● LISTED RECORDS:
§
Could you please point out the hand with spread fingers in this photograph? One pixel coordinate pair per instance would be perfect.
§
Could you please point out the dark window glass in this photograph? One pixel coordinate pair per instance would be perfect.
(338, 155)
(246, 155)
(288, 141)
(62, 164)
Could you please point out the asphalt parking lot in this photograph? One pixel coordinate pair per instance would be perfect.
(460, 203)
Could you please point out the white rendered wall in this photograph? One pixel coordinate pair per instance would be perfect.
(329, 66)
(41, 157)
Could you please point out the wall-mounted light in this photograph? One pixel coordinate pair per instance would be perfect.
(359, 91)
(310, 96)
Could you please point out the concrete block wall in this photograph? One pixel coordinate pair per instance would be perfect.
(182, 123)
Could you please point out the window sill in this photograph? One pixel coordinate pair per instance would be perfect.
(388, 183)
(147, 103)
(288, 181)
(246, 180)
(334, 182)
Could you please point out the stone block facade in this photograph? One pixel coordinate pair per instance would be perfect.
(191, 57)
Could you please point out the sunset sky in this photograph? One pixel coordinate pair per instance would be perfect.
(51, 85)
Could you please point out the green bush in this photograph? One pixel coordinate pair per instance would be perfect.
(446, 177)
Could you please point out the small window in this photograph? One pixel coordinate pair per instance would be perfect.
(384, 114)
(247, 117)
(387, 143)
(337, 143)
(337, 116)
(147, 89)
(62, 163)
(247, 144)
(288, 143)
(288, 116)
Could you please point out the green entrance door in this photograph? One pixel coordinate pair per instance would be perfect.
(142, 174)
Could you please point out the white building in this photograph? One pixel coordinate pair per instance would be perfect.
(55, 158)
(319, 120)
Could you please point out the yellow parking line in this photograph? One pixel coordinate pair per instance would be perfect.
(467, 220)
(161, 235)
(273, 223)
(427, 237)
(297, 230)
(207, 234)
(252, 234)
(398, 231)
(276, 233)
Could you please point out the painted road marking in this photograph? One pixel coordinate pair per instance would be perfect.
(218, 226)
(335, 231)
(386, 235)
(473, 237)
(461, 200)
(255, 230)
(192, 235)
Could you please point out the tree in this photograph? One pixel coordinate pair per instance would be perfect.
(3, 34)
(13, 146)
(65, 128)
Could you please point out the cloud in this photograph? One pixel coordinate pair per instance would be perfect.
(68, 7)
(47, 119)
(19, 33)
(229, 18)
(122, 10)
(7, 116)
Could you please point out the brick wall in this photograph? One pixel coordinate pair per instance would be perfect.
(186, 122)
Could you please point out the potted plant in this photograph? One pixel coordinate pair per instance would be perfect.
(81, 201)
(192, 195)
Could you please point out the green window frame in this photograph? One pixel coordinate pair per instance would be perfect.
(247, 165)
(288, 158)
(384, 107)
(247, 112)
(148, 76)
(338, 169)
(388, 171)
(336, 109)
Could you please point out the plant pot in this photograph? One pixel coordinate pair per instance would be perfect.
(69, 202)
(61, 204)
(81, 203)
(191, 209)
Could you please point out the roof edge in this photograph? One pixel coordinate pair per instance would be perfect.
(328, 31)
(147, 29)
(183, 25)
§
● GIVEN REQUEST: Report every line of the material above that contains the string "white", copying each such line in full. Matching is case-sensitive.

● RESULT OF THE EXERCISE:
Could you please point out the white rendered wall in this photograph? One pixel coordinate pair per instance would be perfect.
Could you please point out the white building in this photograph? One pixel coordinate pair per instance would be perfect.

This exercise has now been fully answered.